Reproduce every row below word for word, changing nothing.

** BEGIN **

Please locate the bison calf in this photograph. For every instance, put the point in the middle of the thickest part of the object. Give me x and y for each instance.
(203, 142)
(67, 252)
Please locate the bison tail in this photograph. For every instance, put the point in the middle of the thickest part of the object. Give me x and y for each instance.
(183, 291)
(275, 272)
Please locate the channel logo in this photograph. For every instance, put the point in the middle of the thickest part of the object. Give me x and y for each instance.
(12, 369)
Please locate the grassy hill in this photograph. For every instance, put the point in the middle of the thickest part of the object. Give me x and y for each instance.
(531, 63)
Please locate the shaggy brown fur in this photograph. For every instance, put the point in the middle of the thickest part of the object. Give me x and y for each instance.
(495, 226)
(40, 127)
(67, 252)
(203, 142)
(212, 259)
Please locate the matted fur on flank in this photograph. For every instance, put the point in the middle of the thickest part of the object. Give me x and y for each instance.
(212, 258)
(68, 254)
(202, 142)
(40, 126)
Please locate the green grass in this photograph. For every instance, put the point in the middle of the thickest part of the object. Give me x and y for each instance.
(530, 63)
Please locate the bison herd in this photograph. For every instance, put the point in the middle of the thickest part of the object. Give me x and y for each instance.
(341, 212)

** END **

**TASK RESPONSE**
Please locate the bison calf in this photograph. For every instance, put the point in the middle of the thickest part of the object. Give me x and y for each instance.
(203, 142)
(67, 252)
Please locate the bison tail in this photograph. For every instance, put the point in the middle of the thickest part of the object. Give me x and y for each instance.
(183, 291)
(275, 272)
Please locate the channel logo in this photograph. For every instance, put the point in the middle of the thickest part of the object. Give me x and y for each instance.
(12, 369)
Please locate the grassy hill in this photograph. For every instance, put the point in the middle of the thickest part of the object. Give me x and y for each instance.
(531, 63)
Please locate the shaggy brown fur in this photograph. For every instance, put the point in the middle of the thickest part of the object. Give me x and y for each instance.
(495, 226)
(40, 127)
(67, 252)
(203, 142)
(212, 259)
Please locate the matted fur on flank in this photograph. For every instance, put the point in the middle of the thickest part of the object. Give me x and y for each instance.
(212, 258)
(68, 254)
(202, 142)
(40, 126)
Please locate the green grass in this photograph. For every instance, put the point in the middle of the thickest part of the object. Give me x and y for each instance.
(530, 63)
Please locate the bison herd in this photograph. For every instance, put the point in the middle of the thickest part of the object. Give me x and y for each instance.
(341, 212)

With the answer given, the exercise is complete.